## Image region labeling entries
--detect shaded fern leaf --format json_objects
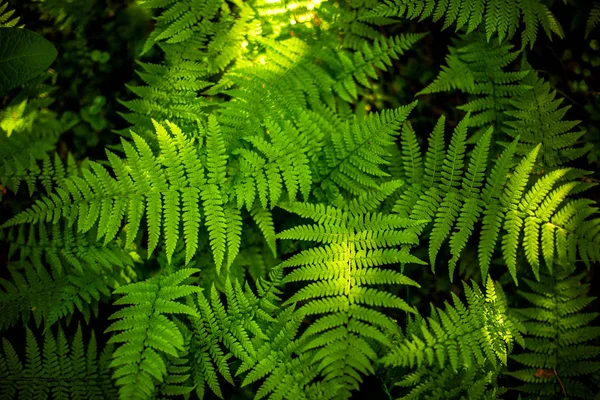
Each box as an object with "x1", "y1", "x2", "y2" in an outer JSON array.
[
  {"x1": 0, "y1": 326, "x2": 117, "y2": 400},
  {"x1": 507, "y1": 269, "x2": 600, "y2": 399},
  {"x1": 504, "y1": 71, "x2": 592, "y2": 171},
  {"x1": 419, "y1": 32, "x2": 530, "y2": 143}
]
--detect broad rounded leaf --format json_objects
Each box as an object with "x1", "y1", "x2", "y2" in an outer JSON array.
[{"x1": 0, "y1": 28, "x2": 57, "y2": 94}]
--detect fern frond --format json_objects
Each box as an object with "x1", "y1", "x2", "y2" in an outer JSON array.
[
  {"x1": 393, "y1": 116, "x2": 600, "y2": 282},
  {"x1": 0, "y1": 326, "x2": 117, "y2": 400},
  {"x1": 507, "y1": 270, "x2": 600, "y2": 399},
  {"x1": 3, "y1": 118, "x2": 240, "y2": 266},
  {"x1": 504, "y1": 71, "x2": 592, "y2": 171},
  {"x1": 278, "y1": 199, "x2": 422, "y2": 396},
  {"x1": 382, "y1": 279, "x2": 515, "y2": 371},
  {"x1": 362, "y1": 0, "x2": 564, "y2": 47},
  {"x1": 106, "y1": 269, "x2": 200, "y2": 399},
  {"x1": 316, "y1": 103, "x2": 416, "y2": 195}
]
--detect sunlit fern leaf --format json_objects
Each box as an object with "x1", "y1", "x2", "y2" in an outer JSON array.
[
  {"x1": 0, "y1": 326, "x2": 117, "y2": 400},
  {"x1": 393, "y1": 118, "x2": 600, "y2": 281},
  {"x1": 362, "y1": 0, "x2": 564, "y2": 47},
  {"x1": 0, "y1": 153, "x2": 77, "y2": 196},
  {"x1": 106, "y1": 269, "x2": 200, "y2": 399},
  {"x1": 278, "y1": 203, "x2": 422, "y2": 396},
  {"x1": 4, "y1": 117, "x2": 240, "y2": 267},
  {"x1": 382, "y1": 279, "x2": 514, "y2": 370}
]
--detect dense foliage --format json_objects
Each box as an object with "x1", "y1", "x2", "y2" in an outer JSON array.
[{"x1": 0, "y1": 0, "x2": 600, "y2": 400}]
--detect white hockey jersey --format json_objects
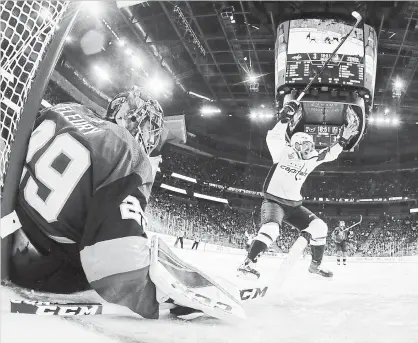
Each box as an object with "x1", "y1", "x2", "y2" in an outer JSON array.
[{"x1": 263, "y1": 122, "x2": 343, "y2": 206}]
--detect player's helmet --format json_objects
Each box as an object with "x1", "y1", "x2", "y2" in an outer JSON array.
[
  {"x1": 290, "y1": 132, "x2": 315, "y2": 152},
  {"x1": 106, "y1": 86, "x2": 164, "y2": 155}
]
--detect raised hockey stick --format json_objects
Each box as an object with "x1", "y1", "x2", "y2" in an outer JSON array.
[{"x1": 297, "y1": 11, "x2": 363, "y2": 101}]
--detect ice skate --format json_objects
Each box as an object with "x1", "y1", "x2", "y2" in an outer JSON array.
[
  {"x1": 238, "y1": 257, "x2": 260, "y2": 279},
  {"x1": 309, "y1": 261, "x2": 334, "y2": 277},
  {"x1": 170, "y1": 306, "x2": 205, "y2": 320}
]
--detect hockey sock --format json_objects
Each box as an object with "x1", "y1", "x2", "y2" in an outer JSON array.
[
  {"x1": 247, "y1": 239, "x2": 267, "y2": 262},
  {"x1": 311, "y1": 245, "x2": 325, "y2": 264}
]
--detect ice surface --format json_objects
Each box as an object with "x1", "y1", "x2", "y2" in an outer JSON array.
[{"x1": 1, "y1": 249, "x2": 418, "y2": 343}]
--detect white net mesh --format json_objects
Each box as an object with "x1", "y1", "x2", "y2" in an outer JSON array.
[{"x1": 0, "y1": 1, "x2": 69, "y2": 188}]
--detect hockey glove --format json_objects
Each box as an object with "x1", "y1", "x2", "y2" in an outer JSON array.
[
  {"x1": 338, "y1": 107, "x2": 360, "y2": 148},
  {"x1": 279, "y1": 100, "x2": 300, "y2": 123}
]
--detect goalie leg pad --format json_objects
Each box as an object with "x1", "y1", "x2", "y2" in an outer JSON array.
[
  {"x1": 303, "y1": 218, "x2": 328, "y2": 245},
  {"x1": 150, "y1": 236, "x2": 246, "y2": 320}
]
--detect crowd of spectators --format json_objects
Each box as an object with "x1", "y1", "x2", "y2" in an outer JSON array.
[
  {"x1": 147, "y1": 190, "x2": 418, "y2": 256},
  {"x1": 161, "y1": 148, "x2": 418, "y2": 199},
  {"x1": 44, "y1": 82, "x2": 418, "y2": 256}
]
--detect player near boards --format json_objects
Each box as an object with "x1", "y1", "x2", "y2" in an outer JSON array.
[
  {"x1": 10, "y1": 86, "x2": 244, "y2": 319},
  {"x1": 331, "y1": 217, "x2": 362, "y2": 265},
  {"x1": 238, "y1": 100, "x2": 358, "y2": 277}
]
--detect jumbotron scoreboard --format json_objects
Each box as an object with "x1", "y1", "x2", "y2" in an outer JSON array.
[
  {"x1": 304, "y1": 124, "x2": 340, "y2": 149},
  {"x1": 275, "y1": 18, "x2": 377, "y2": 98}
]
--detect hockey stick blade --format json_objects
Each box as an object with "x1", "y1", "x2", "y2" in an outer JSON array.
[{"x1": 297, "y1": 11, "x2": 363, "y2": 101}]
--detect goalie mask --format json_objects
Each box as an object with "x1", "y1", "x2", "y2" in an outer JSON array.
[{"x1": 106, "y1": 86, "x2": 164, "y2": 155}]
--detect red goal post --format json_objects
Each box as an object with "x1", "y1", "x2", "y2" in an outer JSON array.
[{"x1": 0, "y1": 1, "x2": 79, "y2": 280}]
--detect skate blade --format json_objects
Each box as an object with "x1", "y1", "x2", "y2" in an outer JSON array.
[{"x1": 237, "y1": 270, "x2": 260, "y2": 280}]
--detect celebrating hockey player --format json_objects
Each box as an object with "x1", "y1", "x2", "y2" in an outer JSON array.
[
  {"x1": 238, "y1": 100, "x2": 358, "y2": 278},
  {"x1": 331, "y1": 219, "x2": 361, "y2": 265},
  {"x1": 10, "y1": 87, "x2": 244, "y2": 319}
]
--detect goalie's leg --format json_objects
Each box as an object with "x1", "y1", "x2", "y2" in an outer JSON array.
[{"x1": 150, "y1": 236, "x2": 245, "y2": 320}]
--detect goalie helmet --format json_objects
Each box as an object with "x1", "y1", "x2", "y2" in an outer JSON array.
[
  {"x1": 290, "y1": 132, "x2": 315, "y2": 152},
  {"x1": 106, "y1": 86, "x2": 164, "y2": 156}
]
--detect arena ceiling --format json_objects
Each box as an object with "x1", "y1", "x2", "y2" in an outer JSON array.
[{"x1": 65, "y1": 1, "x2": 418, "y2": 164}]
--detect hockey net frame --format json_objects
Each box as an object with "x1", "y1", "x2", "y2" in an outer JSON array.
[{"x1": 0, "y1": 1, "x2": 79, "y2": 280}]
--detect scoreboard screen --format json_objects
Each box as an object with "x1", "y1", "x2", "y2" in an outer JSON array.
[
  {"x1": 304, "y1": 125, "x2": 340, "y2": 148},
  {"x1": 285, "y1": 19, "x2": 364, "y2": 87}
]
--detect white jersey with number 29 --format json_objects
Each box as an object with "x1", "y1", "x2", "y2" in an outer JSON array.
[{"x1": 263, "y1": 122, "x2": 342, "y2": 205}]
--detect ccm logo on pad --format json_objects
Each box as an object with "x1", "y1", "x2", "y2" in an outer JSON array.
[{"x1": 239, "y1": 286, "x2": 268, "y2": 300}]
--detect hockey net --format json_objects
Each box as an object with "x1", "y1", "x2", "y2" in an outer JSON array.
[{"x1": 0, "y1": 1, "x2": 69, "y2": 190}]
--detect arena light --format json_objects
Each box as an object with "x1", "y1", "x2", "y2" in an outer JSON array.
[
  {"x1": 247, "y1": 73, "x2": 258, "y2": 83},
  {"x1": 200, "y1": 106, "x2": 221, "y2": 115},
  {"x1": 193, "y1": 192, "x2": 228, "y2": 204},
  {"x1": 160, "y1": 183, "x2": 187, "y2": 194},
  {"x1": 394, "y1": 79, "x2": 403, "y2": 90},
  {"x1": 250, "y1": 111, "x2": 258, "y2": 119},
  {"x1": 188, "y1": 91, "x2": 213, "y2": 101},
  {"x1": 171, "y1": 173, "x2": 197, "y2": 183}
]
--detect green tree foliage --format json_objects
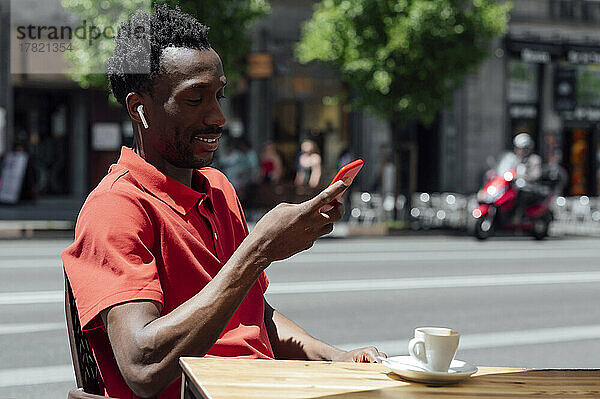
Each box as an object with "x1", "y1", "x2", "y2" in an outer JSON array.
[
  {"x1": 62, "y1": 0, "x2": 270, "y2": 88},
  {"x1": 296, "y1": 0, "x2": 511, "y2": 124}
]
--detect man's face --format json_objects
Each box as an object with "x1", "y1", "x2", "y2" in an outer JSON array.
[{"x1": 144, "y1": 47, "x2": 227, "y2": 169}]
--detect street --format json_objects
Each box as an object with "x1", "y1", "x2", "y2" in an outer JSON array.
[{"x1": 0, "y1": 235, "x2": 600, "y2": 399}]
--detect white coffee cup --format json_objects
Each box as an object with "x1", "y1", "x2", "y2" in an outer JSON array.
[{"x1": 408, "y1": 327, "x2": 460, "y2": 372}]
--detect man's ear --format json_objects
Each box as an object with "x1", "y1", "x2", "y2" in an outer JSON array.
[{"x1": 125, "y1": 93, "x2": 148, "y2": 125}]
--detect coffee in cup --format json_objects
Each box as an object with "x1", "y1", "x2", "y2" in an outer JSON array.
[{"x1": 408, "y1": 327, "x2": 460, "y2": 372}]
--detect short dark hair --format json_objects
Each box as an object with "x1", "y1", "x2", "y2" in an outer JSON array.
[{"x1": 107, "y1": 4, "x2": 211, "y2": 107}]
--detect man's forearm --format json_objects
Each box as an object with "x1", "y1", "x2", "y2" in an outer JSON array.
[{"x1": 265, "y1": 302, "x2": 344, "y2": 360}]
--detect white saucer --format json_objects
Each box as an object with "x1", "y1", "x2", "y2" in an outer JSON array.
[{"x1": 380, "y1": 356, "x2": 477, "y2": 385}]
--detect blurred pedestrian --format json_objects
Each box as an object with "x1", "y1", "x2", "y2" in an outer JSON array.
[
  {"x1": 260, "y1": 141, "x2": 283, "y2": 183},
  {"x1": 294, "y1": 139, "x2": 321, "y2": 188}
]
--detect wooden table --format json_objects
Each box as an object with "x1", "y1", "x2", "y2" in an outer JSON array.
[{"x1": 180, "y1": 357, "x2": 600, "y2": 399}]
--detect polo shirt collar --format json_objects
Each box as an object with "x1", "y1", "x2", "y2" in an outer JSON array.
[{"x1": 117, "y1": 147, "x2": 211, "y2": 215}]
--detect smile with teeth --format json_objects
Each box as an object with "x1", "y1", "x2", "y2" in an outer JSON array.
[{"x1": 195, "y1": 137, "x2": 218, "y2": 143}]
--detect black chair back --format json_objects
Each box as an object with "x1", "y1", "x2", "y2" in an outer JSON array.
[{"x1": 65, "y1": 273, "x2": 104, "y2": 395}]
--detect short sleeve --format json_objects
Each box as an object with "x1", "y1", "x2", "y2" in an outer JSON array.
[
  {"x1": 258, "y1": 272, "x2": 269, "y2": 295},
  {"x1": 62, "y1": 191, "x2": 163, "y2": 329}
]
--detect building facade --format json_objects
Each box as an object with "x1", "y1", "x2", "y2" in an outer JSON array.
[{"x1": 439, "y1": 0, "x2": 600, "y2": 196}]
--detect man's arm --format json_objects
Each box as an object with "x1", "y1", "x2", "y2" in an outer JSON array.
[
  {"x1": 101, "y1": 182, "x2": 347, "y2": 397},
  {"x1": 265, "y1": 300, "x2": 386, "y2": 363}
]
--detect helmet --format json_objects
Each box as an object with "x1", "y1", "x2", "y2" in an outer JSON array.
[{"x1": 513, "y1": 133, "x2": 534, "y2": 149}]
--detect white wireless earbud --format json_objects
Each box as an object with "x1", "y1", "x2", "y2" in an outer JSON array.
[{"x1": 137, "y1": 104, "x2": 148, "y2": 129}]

## Requirement
Pull out each line from the items above that contains the string "white". Treat uppercase and lowercase as different.

## Output of the exercise
--detect white hockey jersey --format json_objects
--detect white net mesh --format json_objects
--detect white jersey with number 29 --format json_objects
--detect white coffee cup --format json_objects
--detect white saucer --format json_objects
--detect white wireless earbud --format json_objects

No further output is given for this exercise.